• [DATA FOR THE TASK]
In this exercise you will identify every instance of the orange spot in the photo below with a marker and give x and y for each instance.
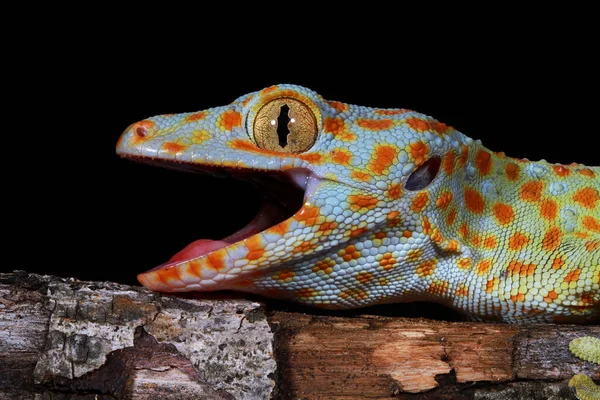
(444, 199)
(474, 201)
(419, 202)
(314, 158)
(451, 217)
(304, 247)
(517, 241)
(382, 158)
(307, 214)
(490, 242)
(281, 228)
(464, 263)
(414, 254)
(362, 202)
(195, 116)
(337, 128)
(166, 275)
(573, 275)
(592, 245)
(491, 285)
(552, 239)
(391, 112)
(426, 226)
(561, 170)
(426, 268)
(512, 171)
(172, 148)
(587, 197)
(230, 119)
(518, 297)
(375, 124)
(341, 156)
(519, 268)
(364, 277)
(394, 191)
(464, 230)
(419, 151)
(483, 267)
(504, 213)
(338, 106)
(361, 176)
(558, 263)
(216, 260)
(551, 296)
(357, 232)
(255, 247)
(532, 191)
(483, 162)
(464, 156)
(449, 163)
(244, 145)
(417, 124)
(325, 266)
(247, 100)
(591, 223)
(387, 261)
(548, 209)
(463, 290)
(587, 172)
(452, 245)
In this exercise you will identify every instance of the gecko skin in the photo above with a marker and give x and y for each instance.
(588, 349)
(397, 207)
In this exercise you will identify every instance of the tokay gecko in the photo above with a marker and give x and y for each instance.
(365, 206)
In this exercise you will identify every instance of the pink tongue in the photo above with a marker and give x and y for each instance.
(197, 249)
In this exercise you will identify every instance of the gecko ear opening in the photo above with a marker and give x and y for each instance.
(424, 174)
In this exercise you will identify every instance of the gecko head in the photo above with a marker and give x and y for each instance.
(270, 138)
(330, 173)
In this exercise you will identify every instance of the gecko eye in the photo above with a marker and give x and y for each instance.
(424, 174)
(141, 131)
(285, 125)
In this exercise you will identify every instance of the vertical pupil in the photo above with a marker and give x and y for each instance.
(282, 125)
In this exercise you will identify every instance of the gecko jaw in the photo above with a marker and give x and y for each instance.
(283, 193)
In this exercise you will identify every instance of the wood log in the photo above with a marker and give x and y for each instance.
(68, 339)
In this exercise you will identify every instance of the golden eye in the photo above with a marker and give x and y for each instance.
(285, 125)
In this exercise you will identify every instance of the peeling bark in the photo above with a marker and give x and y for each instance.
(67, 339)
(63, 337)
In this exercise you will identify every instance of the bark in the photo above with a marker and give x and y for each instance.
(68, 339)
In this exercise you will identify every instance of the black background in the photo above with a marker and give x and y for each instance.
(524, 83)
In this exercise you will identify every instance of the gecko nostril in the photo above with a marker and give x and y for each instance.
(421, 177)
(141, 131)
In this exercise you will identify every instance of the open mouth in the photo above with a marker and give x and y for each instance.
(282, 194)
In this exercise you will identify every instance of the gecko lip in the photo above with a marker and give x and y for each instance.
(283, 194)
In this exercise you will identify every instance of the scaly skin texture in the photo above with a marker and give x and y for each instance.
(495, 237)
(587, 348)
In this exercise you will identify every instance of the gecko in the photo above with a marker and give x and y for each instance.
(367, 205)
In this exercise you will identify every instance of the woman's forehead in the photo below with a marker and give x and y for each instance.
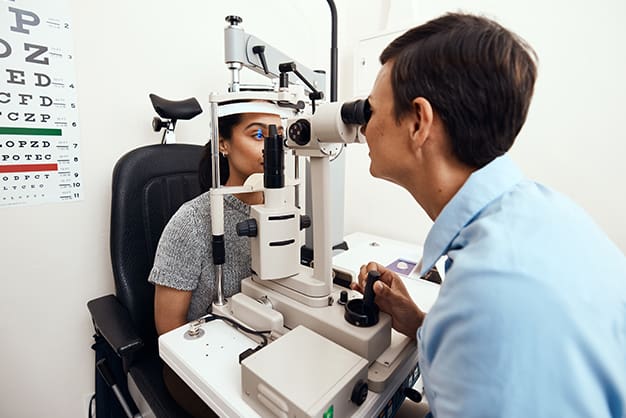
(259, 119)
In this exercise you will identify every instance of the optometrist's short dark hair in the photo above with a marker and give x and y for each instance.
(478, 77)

• [EXERCISE DETAILS] Every record above must be given again exactly; drop the pictures.

• [OUTPUT FOR THIS TASK]
In this exercise you will identify every instance of the orange spot in the photo below with a marker and give x and y for each instance.
(444, 199)
(474, 201)
(419, 202)
(314, 158)
(451, 217)
(304, 247)
(517, 241)
(382, 158)
(307, 214)
(490, 242)
(281, 228)
(464, 263)
(414, 254)
(362, 202)
(195, 116)
(337, 128)
(166, 275)
(573, 275)
(592, 245)
(491, 285)
(552, 239)
(391, 112)
(426, 226)
(561, 170)
(426, 268)
(512, 171)
(172, 148)
(587, 197)
(230, 119)
(518, 297)
(375, 124)
(341, 156)
(519, 268)
(364, 277)
(394, 191)
(464, 230)
(419, 151)
(483, 267)
(504, 213)
(338, 106)
(361, 176)
(558, 263)
(216, 260)
(551, 296)
(357, 232)
(255, 247)
(532, 191)
(483, 162)
(464, 156)
(449, 163)
(244, 145)
(417, 124)
(325, 266)
(247, 100)
(591, 223)
(387, 261)
(548, 209)
(463, 290)
(587, 172)
(452, 245)
In this exercise you will identify every instance of the gecko skin in the photo above with a marker and give x and y for each instance.
(588, 349)
(397, 207)
In this exercise you will identify every instance of the tokay gecko in the photo above with a marker and give x and y for each instance.
(365, 206)
In this exercise you will identify every instance of the pink tongue in the photo above with a marker and give x and y for each instance.
(197, 249)
In this exercise you will identify every instance of the gecko ear opening in the photo above with a marker and give x and y for each instance.
(424, 174)
In this exercise you will identify every instance of the gecko head in the photo above with a marker and give x and y for each instance.
(270, 138)
(330, 173)
In this exercise you will identify every instance of the gecko eye in the photo above with a marker and give x and y for each instance.
(424, 174)
(141, 131)
(285, 125)
In this exercise you will identify every instance of the vertical pupil in the photo above with a marker and give x and y for each instance.
(282, 125)
In this exercise you will identify every instance of the gecko jaw in the photo above with a marker and give x and y for each instance.
(283, 193)
In this exercise you will identify every instance of the wood log in the photo above with a marker and give x and y for each instance.
(68, 339)
In this exercise you will identify every instance of the golden eye in the photo above with a marker and give x and y for each instance.
(285, 125)
In this exercise you will identify every instance of the peeling bark in the photo above with a marker and give x and y for each instance.
(67, 339)
(63, 337)
In this exercise you will identify every instance of the bark in the photo above with a marker and give x and y for each instance.
(68, 339)
In this exercise you will identify every instance of the black background in the photo above with a marker and give x and y for each instance.
(524, 83)
In this exercise you will identify every instance of the gecko nostril in the photo above with a marker and give x and y for each instance.
(421, 177)
(141, 131)
In this exercise you will identify every instance of the open mouth in the photo above with a marker and give x and y for each instance.
(282, 194)
In this exercise you will identify every instance of the gecko lip in the photo above with a marker and give x and y for each instance.
(283, 194)
In this exercise you will identify every instance of the scaly skin texture in the photo above with a marker and give x and y for each instance.
(495, 237)
(587, 348)
In this exercise you will identify every instance of the gecko in the photo above with a marker and give x and y for each instance.
(367, 205)
In this exercise you will identify every instance of the woman's forehead in the photo below with a marker and give x and y for each instance.
(259, 119)
In this exercise you will identify every instance of the optometrist's short dark hair in the photo above with a marker and give x and y for each instance.
(478, 77)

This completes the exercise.